That's the way we save lives and we have the best technology, the best health care teams in the United States. So if someone is having a heart attack, that's exactly what you need. But then what I discovered is I would be sending patients home, discharging them from the hospital and seeing them back in the clinic after a procedure like this, after saving their life from a heart attack, and tell them, "we took care of that blockage that was 99% or 100% or 85%. Don't worry. It's wide open now. You've got a stint in there. You're on maximal medical management or some people call it optimal medical management now. And so things are fine. We're going to work on your diet. You call me if you have chest pain."

So, the reason that patients keep coming back is because we leave all of this vascular disease untreated. We're led down this path of the lie that mild blockages or small amounts of vascular disease are not dangerous. We took care of the bad one. But now, you know, don't worry about the little ones. "You're on optimal medical management."

> **TASK PROMPT**
Write a continuation of the text on heart attacks and untreated vascular disease, beginning after its final sentence. The items that come next are unrelated to the text on heart disease and stand as separate material.

> **SOURCE DATA**

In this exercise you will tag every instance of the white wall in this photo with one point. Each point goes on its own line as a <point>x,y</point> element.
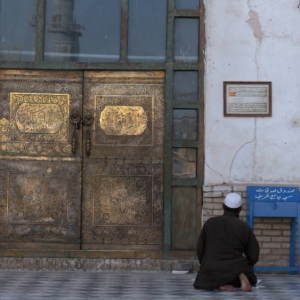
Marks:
<point>254,40</point>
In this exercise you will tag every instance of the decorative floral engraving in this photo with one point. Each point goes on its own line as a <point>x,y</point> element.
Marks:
<point>123,120</point>
<point>35,117</point>
<point>39,118</point>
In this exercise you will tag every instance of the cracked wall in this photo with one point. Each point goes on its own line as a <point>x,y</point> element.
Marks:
<point>252,40</point>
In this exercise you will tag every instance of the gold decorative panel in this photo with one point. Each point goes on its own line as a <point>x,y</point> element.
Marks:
<point>123,200</point>
<point>123,120</point>
<point>34,113</point>
<point>123,177</point>
<point>40,201</point>
<point>41,115</point>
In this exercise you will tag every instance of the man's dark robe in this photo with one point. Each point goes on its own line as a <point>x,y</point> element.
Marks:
<point>226,248</point>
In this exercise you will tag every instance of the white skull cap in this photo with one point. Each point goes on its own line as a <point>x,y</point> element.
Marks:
<point>233,200</point>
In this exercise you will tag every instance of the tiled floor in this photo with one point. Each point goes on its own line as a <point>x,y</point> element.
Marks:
<point>37,285</point>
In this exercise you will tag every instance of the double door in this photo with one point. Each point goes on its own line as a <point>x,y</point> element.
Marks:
<point>81,160</point>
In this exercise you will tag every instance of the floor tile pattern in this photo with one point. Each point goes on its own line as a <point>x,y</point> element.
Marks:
<point>39,285</point>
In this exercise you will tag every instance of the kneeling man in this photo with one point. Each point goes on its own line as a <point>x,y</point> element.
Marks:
<point>227,251</point>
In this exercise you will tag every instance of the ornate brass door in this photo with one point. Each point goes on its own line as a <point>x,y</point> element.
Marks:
<point>81,171</point>
<point>123,176</point>
<point>40,204</point>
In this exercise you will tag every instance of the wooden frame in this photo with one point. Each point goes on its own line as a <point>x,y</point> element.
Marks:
<point>247,99</point>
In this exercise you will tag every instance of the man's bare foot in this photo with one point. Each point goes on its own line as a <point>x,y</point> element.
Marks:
<point>245,284</point>
<point>228,288</point>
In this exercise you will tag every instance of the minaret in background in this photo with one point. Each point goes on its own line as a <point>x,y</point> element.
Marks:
<point>64,31</point>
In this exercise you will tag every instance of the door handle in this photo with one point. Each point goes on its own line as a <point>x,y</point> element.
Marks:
<point>75,118</point>
<point>88,121</point>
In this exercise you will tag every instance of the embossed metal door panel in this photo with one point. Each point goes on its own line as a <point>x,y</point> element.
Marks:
<point>123,168</point>
<point>40,159</point>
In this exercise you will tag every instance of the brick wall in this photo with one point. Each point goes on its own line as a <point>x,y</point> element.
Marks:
<point>273,234</point>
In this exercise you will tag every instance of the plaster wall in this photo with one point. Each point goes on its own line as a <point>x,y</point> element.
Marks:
<point>253,40</point>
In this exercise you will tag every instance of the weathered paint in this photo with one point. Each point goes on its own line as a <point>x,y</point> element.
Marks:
<point>252,41</point>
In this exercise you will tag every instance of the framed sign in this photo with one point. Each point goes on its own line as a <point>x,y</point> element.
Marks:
<point>247,99</point>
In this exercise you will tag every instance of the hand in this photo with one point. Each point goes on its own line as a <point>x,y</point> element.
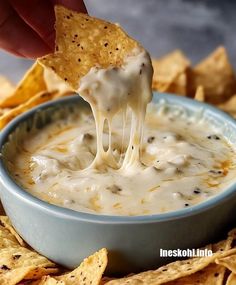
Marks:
<point>27,26</point>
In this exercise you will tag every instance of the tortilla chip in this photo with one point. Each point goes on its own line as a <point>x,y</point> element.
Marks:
<point>55,84</point>
<point>212,274</point>
<point>18,262</point>
<point>2,212</point>
<point>231,279</point>
<point>200,95</point>
<point>229,262</point>
<point>170,73</point>
<point>31,84</point>
<point>7,239</point>
<point>89,272</point>
<point>216,75</point>
<point>6,88</point>
<point>172,271</point>
<point>47,280</point>
<point>83,42</point>
<point>5,222</point>
<point>34,101</point>
<point>229,106</point>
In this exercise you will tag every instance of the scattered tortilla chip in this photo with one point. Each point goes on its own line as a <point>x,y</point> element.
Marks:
<point>199,95</point>
<point>34,101</point>
<point>6,87</point>
<point>83,42</point>
<point>2,212</point>
<point>171,271</point>
<point>47,280</point>
<point>170,73</point>
<point>5,222</point>
<point>231,279</point>
<point>18,262</point>
<point>229,262</point>
<point>212,274</point>
<point>229,106</point>
<point>216,75</point>
<point>31,84</point>
<point>89,272</point>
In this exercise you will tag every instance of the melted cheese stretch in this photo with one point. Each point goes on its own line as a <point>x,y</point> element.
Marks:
<point>182,162</point>
<point>113,90</point>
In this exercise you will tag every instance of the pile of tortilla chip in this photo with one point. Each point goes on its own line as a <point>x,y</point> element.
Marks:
<point>21,265</point>
<point>212,80</point>
<point>39,85</point>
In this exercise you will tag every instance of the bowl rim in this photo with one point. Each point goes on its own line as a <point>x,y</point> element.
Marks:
<point>10,185</point>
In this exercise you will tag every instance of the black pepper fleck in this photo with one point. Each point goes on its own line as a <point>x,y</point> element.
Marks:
<point>150,139</point>
<point>16,256</point>
<point>4,267</point>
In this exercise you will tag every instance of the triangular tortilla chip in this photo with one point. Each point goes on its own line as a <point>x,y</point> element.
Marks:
<point>199,95</point>
<point>212,274</point>
<point>6,88</point>
<point>30,85</point>
<point>89,272</point>
<point>18,262</point>
<point>229,262</point>
<point>231,279</point>
<point>229,106</point>
<point>5,221</point>
<point>216,75</point>
<point>83,42</point>
<point>37,99</point>
<point>170,73</point>
<point>171,271</point>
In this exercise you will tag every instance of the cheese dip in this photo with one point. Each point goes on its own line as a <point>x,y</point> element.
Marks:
<point>183,161</point>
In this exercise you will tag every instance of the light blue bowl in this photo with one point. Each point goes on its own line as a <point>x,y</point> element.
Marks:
<point>134,243</point>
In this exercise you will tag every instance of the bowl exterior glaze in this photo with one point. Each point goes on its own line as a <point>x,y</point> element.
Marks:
<point>134,243</point>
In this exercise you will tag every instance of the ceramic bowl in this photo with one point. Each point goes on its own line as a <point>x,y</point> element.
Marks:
<point>66,236</point>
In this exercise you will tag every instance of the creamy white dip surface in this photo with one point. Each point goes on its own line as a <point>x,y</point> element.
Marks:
<point>183,161</point>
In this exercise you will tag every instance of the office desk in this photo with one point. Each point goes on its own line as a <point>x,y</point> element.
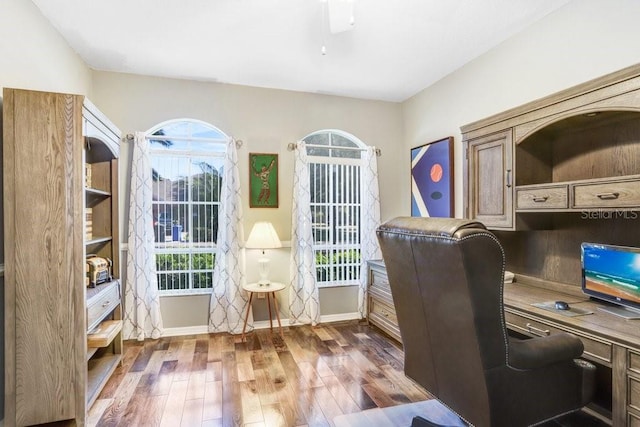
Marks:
<point>611,342</point>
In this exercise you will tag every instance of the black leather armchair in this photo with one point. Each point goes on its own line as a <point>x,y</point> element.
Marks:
<point>446,277</point>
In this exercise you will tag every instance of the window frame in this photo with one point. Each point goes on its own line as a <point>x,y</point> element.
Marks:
<point>187,248</point>
<point>335,161</point>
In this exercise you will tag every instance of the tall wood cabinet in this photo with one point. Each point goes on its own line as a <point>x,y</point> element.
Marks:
<point>574,151</point>
<point>62,339</point>
<point>559,171</point>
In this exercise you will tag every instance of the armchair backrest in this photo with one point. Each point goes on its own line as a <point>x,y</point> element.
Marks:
<point>446,278</point>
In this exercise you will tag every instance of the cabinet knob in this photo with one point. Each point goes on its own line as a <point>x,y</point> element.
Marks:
<point>608,196</point>
<point>540,199</point>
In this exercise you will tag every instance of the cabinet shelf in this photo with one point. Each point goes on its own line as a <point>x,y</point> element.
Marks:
<point>99,370</point>
<point>104,334</point>
<point>98,240</point>
<point>97,193</point>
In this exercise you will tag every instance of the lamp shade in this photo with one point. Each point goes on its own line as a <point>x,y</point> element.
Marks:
<point>263,236</point>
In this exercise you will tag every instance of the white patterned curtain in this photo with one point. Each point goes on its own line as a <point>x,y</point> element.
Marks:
<point>142,318</point>
<point>228,299</point>
<point>370,220</point>
<point>304,301</point>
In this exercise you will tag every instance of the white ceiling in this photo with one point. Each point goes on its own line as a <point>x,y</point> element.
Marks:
<point>395,49</point>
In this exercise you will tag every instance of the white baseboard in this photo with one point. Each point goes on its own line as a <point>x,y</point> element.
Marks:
<point>261,324</point>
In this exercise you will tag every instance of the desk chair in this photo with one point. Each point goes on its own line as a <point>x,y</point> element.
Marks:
<point>446,278</point>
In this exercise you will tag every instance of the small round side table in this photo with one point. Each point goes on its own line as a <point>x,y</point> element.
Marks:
<point>270,290</point>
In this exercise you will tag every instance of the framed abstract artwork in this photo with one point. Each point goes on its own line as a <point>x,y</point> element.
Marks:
<point>432,179</point>
<point>263,180</point>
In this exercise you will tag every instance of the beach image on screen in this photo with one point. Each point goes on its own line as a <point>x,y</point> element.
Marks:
<point>612,272</point>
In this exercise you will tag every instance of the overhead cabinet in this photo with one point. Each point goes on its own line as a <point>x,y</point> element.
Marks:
<point>62,338</point>
<point>575,151</point>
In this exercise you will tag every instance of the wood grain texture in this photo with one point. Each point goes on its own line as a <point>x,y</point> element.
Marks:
<point>46,370</point>
<point>44,223</point>
<point>308,378</point>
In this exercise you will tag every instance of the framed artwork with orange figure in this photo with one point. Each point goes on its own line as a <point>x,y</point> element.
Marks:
<point>263,180</point>
<point>432,179</point>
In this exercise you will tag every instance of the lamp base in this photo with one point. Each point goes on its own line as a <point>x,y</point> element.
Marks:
<point>263,271</point>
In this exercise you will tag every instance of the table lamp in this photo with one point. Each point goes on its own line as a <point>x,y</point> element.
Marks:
<point>263,236</point>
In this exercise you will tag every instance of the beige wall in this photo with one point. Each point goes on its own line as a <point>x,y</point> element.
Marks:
<point>581,41</point>
<point>34,55</point>
<point>266,121</point>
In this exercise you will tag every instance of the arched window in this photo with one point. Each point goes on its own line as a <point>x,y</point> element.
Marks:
<point>187,157</point>
<point>334,175</point>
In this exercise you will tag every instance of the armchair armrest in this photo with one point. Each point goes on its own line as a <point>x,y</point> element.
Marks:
<point>543,351</point>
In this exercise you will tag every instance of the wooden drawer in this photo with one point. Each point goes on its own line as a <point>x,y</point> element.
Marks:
<point>615,194</point>
<point>380,283</point>
<point>384,316</point>
<point>101,304</point>
<point>633,392</point>
<point>634,362</point>
<point>542,197</point>
<point>593,348</point>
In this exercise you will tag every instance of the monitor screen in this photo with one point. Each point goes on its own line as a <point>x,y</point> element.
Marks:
<point>611,273</point>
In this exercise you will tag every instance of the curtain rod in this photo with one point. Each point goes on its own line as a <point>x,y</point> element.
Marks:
<point>293,145</point>
<point>130,137</point>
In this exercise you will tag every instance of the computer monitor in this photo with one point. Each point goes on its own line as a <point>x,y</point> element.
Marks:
<point>612,273</point>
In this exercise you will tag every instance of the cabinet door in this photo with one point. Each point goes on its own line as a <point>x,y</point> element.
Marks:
<point>490,180</point>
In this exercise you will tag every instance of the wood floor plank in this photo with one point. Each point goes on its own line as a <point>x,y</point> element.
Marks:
<point>164,379</point>
<point>96,411</point>
<point>340,395</point>
<point>214,371</point>
<point>172,414</point>
<point>307,378</point>
<point>212,401</point>
<point>122,395</point>
<point>185,360</point>
<point>251,406</point>
<point>192,413</point>
<point>196,387</point>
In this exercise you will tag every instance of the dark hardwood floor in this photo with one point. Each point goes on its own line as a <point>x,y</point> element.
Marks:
<point>307,378</point>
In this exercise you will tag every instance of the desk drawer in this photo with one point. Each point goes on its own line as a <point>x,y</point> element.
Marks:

> **RESPONSE FOR THIS EXERCISE**
So have you ever felt like- this is what I began to feel like as I was rounding on people in the hospital, seeing them in the clinic, realizing this wasn't really the truth. If I reassured them things were fine because that blockage was open, knowing there was other areas of smaller amounts of plaque throughout their vascular system.

But we would just focus on the wrong thing: meds. "Are you having chest pain? How's your diet? Are you exercising?" In a very cursory way, not in depth at all. So after months of this and finding out that there are more powerful prevention techniques, which requires collaboration, like we're talking about today.

I felt like I was focusing on mowing the lawn, for example, while the house is on fire behind me. When patients would come to the office, I would feel like it's just a glorified medication check. "How are you doing on that medication? No side effects? Okay. Your blood pressure is pretty good. Your heart rate's pretty good. Yeah. Your lipids are pretty good. Call me if you have chest pain."

So, I discovered I was focusing on the wrong thing. It was inaccurate, what I was taught to focus on.

Here's some examples. If we stop mowing the lawn and focus on identifying and eradicating root causes, inspecting the coronary wall, the wall of the artery where plaque lives, looking at things like are there airway issues? Saliva testing? Is there bacterial pathogens lurking? Blood work? Where the fire is lurking, meaning that's how we can find out if inflammation and infection is actually happening, then cardiovascular disease would not be the top killer, periodontal disease would not be prevalent.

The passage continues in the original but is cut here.